CONSIGNE A — Recopiez l'article sur le projet de Google en Chine en commençant par « The Intercept note » et en poursuivant jusqu'à « sans examen public. ». Substituez-y « Libellule » à « Dragonfly ».

TEXTE À LIRE —
◇ ◇ ◇
Google prévoit de déployer une version censurée de son moteur de recherche en Chine qui va bloquer des sites Web ainsi que certains termes de recherche sur les droits de l'homme, la démocratie, la religion et les manifestations pacifiques, d’après le quotidien The Intercept, qui a cité des documents Google internes et des personnes familières avec cette initiative.
Baptisé "Dragonfly”, le projet serait en développement depuis le printemps 2017 et a été boosté en décembre 2017 après une rencontre entre Sundar Pichai, PDG de Google, et un haut fonctionnaire du gouvernement chinois, selon le quotidien qui cite à nouveau les documents Google internes.
The Intercept rappelle que le service de recherche de Google ne peut actuellement pas être consulté par la plupart des internautes en Chine, car il est bloqué par le Grand Firewall du pays. Mais avec cette décision, Google voudrait changer la donne.
En effet, les documents indiquent que la version chinoise du moteur de recherche de Google va identifier et filtrer automatiquement les sites Web bloqués par le Grand Firewall de Chine. Lorsqu'une personne va effectuer une recherche, les sites Web interdits seront supprimés de la première page des résultats, et une clause de non-responsabilité va s'afficher indiquant que « certains résultats peuvent avoir été supprimés en raison d'exigences légales ». Parmi les exemples de sites Web pouvant être soumis à la censure figurent ceux de la chaîne de télévision britannique BBC et de l'encyclopédie en ligne Wikipedia.
L'application de recherche va également « ajouter à la liste noire les requêtes sensibles » afin « qu’aucun résultat ne soit affiché » lorsque des personnes entrent certains mots ou certaines phrases. La censure va s'appliquer à toutes les fonctionnalités de la plateforme, qu’il s’agisse de recherche d'images sur Google, de vérification orthographique automatique ou de la fonctionnalité de recherches suggérées.
The Intercept note que « La stratégie prévue représente un changement radical dans la politique de Google en Chine et marquera la première fois en près d'une décennie que le géant de l'internet a exploité son moteur de recherche dans le pays ».
Certains employés Google sont confus et en colère
The Intercept rapporte qu’au sein de Google, les connaissances sur Dragonfly ont été limitées à quelques centaines de membres de l'effectif de 88 000 personnes, selon une source ayant une connaissance du projet. Toutefois, la source a indiqué avoir des préoccupations morales et éthiques sur le rôle de Google dans la censure, qui est prévue par une poignée de cadres supérieurs et les gestionnaires de la société sans examen public.
Les employés de Google discutent déjà du rapport, et certains se montrent confus ou en colère. Sur un groupe de discussion utilisé par les Googlers, un employé a qualifié la situation de « nouveau Maven », une référence à la controverse au sein de l'entreprise plus tôt cette année sur le travail de Google avec l'armée américaine.
◇ ◇ ◇
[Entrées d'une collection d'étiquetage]
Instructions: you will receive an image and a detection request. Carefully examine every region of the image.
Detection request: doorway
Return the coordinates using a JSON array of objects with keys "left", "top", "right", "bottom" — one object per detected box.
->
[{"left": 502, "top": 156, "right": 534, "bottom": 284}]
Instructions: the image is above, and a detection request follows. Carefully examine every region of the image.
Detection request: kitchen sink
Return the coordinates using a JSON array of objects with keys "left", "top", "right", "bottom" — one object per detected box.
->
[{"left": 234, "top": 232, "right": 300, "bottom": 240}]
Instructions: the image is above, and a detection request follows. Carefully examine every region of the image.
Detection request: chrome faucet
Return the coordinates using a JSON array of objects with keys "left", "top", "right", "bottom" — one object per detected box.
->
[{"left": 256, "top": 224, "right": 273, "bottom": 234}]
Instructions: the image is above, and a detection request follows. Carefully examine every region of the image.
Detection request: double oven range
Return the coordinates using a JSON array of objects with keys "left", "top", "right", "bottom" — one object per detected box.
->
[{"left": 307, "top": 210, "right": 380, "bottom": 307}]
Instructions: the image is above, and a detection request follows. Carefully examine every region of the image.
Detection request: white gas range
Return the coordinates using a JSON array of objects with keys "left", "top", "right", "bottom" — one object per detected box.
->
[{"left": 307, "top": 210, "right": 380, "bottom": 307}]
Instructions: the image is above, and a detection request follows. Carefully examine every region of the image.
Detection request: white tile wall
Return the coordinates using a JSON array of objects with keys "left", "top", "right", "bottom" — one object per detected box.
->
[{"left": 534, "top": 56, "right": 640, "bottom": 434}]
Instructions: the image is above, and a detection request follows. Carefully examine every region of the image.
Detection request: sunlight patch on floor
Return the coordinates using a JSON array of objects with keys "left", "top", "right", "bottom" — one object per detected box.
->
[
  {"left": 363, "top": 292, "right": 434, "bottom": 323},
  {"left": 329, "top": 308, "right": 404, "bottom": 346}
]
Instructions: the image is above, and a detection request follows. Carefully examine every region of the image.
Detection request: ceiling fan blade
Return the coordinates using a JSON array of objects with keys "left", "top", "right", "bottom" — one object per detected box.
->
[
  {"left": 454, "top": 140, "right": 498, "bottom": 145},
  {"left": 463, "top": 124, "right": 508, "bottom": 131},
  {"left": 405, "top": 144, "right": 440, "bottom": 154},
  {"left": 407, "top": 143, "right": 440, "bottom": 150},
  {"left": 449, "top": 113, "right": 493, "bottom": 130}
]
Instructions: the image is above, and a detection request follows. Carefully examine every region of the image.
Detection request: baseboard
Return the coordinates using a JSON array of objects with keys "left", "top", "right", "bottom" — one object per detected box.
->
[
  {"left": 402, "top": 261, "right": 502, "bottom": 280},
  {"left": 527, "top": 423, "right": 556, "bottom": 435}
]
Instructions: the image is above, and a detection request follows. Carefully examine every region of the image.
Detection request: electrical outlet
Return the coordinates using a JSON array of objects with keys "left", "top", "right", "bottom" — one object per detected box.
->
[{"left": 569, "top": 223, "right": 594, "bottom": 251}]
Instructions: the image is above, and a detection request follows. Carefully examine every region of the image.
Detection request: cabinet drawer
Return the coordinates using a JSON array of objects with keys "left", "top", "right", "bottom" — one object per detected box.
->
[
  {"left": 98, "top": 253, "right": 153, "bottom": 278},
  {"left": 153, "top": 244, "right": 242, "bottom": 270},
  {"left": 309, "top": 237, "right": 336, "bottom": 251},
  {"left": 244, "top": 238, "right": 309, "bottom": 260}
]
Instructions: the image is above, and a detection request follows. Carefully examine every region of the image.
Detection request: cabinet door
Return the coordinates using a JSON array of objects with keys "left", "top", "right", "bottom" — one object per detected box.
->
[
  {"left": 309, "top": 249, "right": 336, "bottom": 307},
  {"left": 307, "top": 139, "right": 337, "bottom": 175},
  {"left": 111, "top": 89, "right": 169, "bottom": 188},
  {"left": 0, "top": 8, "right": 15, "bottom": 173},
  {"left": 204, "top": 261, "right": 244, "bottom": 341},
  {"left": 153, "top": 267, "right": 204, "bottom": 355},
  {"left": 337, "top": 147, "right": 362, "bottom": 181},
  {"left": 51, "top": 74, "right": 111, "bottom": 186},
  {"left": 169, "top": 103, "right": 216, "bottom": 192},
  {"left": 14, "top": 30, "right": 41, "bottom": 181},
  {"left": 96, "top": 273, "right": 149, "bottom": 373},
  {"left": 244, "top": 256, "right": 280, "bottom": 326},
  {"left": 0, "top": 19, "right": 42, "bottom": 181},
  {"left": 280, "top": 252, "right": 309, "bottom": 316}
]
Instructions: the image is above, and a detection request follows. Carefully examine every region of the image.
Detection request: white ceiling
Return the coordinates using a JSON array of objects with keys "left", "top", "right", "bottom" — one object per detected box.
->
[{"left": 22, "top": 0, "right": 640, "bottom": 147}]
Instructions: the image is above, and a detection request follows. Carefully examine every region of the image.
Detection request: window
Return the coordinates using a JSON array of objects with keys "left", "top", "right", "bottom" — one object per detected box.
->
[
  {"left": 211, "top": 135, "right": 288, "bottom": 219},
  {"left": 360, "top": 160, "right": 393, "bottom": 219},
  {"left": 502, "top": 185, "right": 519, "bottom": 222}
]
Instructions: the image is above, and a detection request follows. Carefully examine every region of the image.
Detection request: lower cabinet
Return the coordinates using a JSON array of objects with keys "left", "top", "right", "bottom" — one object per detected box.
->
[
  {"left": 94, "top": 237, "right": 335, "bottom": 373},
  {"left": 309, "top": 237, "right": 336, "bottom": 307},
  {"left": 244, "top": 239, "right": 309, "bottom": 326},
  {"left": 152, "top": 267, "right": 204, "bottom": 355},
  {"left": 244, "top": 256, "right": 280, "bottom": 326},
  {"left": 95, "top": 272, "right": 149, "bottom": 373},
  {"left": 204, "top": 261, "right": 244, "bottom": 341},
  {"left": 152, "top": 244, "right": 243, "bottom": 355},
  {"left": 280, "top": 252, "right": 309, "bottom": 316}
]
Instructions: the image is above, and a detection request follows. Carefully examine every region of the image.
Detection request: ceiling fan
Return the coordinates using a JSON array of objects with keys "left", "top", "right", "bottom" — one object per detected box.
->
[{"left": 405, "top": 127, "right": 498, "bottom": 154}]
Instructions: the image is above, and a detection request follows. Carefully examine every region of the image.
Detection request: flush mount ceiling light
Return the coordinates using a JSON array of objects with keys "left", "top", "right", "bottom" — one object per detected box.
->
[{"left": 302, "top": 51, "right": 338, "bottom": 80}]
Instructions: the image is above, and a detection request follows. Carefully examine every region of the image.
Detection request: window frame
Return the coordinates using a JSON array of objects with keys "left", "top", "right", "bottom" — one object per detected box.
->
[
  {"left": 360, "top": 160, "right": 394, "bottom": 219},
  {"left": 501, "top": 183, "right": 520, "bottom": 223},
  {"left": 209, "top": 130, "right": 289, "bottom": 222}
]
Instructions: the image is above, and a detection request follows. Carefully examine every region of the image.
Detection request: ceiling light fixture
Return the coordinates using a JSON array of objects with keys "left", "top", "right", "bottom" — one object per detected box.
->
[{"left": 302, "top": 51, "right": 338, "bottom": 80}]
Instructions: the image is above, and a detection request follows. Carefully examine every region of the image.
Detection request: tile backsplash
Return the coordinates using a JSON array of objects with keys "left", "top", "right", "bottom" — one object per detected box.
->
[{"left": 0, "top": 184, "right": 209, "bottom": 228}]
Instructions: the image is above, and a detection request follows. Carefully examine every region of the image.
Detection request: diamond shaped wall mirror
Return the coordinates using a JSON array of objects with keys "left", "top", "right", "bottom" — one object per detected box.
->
◇ ◇ ◇
CONSIGNE B — Filtrez les entrées pour n'en garder que les lignes contenant la chaîne « tile », en respectant la casse.

RÉSULTAT OBTENU A —
The Intercept note que « La stratégie prévue représente un changement radical dans la politique de Google en Chine et marquera la première fois en près d'une décennie que le géant de l'internet a exploité son moteur de recherche dans le pays ».
Certains employés Google sont confus et en colère
The Intercept rapporte qu’au sein de Google, les connaissances sur Libellule ont été limitées à quelques centaines de membres de l'effectif de 88 000 personnes, selon une source ayant une connaissance du projet. Toutefois, la source a indiqué avoir des préoccupations morales et éthiques sur le rôle de Google dans la censure, qui est prévue par une poignée de cadres supérieurs et les gestionnaires de la société sans examen public.

RÉSULTAT OBTENU B —
Detection request: white tile wall
Detection request: tile backsplash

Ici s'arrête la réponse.